»»

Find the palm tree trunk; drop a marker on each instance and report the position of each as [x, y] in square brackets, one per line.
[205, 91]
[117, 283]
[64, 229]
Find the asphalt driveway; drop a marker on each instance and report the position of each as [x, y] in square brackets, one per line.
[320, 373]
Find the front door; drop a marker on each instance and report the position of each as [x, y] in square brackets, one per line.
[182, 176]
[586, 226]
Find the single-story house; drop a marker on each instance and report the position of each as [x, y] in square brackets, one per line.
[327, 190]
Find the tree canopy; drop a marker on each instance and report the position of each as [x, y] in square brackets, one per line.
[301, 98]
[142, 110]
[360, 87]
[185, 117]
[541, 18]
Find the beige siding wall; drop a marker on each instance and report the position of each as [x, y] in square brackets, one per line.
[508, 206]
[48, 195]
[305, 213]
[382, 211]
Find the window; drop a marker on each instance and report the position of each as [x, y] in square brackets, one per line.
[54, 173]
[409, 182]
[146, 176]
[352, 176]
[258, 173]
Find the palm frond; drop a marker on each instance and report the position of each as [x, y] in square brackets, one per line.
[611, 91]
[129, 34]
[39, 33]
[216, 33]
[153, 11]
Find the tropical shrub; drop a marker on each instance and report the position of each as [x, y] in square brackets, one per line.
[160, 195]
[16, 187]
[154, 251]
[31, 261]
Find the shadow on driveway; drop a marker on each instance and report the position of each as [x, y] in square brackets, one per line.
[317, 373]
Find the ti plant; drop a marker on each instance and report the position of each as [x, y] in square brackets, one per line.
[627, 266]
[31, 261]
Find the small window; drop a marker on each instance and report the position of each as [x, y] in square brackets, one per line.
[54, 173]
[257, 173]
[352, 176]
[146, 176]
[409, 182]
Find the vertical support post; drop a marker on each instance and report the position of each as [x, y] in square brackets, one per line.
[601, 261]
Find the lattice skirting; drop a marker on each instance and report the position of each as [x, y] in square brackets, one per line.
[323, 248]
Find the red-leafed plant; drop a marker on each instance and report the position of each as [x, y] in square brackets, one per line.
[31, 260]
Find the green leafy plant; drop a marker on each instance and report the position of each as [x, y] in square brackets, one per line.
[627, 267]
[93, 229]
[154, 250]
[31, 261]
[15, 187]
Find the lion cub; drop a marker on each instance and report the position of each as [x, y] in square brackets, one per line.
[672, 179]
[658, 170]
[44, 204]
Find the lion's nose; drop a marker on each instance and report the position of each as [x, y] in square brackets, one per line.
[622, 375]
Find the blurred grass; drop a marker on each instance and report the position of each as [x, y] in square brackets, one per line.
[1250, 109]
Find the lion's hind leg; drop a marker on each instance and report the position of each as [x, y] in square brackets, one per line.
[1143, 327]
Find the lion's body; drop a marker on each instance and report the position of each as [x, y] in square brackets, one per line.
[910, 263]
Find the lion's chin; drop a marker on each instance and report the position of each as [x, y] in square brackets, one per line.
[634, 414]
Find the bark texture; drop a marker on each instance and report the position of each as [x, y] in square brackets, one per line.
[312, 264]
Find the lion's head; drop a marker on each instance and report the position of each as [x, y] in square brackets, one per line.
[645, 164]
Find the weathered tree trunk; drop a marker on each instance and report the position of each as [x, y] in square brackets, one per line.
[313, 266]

««

◆ **SET PROBLEM**: Reproduce the records above exactly as they appear.

◆ **REPLY TO THE TASK**:
Find the palm tree trunk; drop a marker on each instance and report the position of each as [x, y] in square brackets, one per line.
[205, 91]
[117, 283]
[64, 229]
Find the asphalt driveway; drop a marker on each instance and report the position of each as [x, y] in square brackets, one per line.
[320, 373]
Find the front door; drop a marker on each instance and report the position of each as [x, y] in square brackets, one per line.
[182, 176]
[586, 226]
Find the single-story house; drop a marker on each instance and report the position of each as [x, y] in square brackets, one per line.
[327, 190]
Find the tree canopy; drop a marker on each instance and report the position of each as [x, y] in square brackets, one per line.
[301, 98]
[142, 110]
[360, 87]
[185, 117]
[541, 18]
Find the beige siding wall; drop a marker on each instance and report the position of each as [x, y] in square brackets, one per line.
[508, 206]
[48, 195]
[305, 213]
[382, 211]
Find the window; drop a marker on each instance and report the position of each as [x, y] in square brackets, one per line.
[54, 173]
[409, 182]
[146, 176]
[352, 176]
[258, 173]
Find the palm frond; drop a marker on each instance and report the position of each as [x, y] in square brackets, one per line.
[611, 91]
[129, 34]
[39, 33]
[216, 33]
[153, 11]
Find the tropical shrub; drop a marker on each instance and report the position of each as [x, y] in square brackets, one per line.
[160, 195]
[16, 187]
[154, 251]
[31, 261]
Find the shadow on driveway; drop a marker on each instance and report the position of each as [x, y] in square brackets, one per line.
[317, 373]
Find the ti plant; drop a marker on each instance and report the position of each as [x, y] in square brackets, one per line.
[627, 266]
[31, 261]
Find the small window; drop a marker on each instance and report the position of each as [x, y] in square brackets, one per line.
[54, 173]
[257, 173]
[352, 176]
[146, 176]
[409, 182]
Find the vertical support post; drop a marker on each instance and report the position of each as [x, y] in square brackets, one per line.
[601, 261]
Find the lattice skirting; drop a marker on each instance and report the position of each as [x, y] in square brackets, one per line.
[323, 248]
Find the red-leafed plant; drop a marker on each instance and report the position of each as [x, y] in square brackets, one per line.
[31, 260]
Find the green leafy plant; drop a marker on each instance and report the position of each as [x, y] in square brackets, one per line.
[627, 267]
[93, 229]
[154, 250]
[31, 261]
[15, 187]
Find the lion cub; drop a marker on each instance and report the position of each as [x, y] in square brackets, one per line.
[672, 179]
[658, 170]
[44, 204]
Find the lion's nose; drop a marker on each instance and report the position of each as [x, y] in square brackets, one per line.
[622, 375]
Find the blurred grass; drop a marker on each instance and report the position of each as [x, y] in square brackets, one per line.
[1250, 109]
Find the lion's hind leg; drop a marker on each instance and report the position of each as [x, y] in square brackets, one per line.
[1143, 327]
Find the lion's body; drop a marker on each instance and report the position of each as [x, y] in square brackets, one per line.
[910, 263]
Find the lion's chin; drop a marker on each instance and report the position of each as [x, y] in square brackets, one per line.
[634, 414]
Find the bark texture; drop a marker on each instance and report the position of each as [x, y] in square brackets, one per line.
[312, 264]
Find the lion's head; drop a marker on each instance and report the position of each as [x, y] in square brackets, one per line.
[645, 164]
Find the weathered tree trunk; drop a marker on each instance and report the position of each as [x, y] in square brackets, one per line.
[313, 266]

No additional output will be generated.